◆ SET TASK: Copy exactly the last part of the entries, starting from the line with "of soil and report the position of each." and including the final line.

◆ DATASET CONTENT:
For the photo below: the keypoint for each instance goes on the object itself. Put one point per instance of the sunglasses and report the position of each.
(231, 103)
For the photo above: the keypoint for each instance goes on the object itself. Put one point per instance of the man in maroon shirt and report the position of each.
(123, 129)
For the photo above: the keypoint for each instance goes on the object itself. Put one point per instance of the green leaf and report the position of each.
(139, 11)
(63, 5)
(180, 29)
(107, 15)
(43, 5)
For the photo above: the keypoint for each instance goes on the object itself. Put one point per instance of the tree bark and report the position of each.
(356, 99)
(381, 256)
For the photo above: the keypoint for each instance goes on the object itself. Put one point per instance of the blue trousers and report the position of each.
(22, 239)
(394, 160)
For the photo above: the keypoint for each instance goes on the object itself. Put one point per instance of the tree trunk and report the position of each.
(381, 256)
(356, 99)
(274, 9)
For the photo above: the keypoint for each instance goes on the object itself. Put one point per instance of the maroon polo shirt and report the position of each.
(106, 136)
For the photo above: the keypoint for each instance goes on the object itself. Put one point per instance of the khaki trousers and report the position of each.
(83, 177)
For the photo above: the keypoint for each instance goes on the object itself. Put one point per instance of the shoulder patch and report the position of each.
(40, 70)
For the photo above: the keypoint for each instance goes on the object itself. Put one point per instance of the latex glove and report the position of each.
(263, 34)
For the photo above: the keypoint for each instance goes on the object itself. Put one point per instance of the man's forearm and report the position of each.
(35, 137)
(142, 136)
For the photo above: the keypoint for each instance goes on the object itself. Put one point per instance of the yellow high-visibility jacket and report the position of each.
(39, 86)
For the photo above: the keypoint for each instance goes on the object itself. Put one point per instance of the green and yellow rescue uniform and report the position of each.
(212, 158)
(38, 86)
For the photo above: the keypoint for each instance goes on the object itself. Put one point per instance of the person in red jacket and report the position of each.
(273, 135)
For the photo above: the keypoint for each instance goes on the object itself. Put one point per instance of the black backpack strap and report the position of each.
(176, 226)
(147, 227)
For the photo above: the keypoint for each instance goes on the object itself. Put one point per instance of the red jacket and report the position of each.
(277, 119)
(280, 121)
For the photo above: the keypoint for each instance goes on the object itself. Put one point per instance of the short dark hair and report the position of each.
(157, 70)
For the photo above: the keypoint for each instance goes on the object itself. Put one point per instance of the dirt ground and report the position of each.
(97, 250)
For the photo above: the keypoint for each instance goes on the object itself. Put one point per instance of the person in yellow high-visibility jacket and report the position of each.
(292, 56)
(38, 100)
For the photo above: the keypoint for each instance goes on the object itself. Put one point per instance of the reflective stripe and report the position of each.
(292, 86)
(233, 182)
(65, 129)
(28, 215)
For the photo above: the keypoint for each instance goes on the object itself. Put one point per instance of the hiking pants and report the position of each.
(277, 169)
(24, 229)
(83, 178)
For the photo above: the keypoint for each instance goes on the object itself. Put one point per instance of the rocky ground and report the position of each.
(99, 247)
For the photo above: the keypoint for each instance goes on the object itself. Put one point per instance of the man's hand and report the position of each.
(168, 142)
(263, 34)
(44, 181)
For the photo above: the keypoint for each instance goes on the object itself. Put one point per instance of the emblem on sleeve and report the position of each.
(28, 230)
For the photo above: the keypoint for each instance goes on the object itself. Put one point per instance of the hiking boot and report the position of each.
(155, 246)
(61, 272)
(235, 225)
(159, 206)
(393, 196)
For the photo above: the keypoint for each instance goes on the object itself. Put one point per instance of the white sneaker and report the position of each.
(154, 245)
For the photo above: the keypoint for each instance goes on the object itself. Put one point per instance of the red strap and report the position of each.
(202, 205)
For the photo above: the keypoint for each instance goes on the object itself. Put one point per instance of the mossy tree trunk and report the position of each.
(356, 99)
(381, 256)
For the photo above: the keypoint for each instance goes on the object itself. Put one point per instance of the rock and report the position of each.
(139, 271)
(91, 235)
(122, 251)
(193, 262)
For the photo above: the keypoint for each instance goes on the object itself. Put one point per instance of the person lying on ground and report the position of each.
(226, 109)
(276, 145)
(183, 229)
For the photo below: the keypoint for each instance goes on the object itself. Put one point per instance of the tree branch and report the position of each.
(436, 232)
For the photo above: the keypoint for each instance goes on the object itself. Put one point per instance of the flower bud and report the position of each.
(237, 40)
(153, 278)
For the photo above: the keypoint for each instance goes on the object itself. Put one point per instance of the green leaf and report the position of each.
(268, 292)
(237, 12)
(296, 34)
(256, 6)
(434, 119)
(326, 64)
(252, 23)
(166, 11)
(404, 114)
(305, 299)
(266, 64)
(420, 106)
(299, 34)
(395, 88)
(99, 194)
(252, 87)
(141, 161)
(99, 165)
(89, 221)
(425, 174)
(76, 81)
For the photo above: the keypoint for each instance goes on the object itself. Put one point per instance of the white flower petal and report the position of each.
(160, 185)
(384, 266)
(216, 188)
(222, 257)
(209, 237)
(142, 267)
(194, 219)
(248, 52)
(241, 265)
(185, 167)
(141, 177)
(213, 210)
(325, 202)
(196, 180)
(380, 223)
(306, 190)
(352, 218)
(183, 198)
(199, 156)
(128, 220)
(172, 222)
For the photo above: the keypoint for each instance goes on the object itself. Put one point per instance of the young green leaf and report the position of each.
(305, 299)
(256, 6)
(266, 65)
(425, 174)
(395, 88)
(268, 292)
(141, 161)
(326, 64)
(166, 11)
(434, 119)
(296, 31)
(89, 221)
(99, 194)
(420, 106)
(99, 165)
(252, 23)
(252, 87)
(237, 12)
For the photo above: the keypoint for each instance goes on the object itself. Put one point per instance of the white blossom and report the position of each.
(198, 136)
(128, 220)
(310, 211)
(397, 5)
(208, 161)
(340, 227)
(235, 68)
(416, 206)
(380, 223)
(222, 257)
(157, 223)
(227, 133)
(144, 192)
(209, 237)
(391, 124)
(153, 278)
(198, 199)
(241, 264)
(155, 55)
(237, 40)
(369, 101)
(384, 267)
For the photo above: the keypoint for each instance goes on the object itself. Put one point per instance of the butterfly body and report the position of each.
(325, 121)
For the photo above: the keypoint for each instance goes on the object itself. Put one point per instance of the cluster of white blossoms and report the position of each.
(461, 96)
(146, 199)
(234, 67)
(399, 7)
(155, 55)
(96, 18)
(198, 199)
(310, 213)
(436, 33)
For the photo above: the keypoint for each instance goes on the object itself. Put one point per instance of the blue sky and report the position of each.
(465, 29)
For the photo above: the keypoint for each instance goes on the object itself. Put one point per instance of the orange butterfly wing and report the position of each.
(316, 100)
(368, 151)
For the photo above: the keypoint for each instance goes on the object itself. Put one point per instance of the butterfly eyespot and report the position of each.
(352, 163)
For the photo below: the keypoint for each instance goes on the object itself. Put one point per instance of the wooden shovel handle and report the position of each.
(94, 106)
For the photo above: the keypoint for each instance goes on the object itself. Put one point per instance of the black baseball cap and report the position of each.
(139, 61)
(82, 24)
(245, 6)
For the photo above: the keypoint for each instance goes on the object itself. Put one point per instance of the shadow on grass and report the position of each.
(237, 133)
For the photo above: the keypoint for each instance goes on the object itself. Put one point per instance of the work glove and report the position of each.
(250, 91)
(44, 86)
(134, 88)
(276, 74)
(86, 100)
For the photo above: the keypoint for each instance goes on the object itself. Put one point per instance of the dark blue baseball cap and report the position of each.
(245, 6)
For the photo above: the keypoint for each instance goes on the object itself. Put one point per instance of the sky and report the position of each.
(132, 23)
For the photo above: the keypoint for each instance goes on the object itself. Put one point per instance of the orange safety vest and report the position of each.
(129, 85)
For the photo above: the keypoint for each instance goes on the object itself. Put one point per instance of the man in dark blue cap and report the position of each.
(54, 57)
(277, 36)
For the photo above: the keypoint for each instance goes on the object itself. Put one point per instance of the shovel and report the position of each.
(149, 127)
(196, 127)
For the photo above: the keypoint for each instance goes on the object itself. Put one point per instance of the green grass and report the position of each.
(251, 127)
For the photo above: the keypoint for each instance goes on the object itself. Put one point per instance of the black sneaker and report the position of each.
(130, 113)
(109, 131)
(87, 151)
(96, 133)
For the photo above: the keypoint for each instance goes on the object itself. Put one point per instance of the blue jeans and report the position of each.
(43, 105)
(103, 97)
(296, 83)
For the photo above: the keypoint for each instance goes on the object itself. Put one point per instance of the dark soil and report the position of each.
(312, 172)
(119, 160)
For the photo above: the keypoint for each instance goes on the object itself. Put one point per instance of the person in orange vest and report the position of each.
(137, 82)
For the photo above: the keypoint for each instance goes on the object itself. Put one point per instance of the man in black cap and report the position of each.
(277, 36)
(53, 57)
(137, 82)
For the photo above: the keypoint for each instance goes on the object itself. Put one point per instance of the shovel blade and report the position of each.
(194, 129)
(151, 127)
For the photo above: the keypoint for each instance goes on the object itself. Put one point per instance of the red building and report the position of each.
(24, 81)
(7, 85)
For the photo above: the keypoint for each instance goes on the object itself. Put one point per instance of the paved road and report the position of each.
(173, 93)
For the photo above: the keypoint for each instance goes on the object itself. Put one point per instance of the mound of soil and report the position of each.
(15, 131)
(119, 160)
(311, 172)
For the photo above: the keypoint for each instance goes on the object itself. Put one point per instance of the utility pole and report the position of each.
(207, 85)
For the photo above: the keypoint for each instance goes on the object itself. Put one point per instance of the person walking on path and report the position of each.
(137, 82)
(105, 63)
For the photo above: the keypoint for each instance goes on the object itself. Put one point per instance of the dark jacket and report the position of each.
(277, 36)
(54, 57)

◆ REPLY TO THE TASK:
For the photo above: the keypoint for each instance goes on the object itself. Put one point per instance of the mound of soil and report the position of each.
(15, 131)
(119, 160)
(311, 172)
For the photo above: the keypoint for each instance goes on the object itself. Put one point per instance of the utility pole and report the position of each.
(207, 85)
For the photo above: the keypoint for each instance goes on the object itself. Put one point per instance of the person walking on path and report the position of each.
(137, 82)
(105, 63)
For the photo above: the keypoint for each instance goes on the object itself. Put one point per instance of the dark jacket and report the position of each.
(277, 36)
(54, 57)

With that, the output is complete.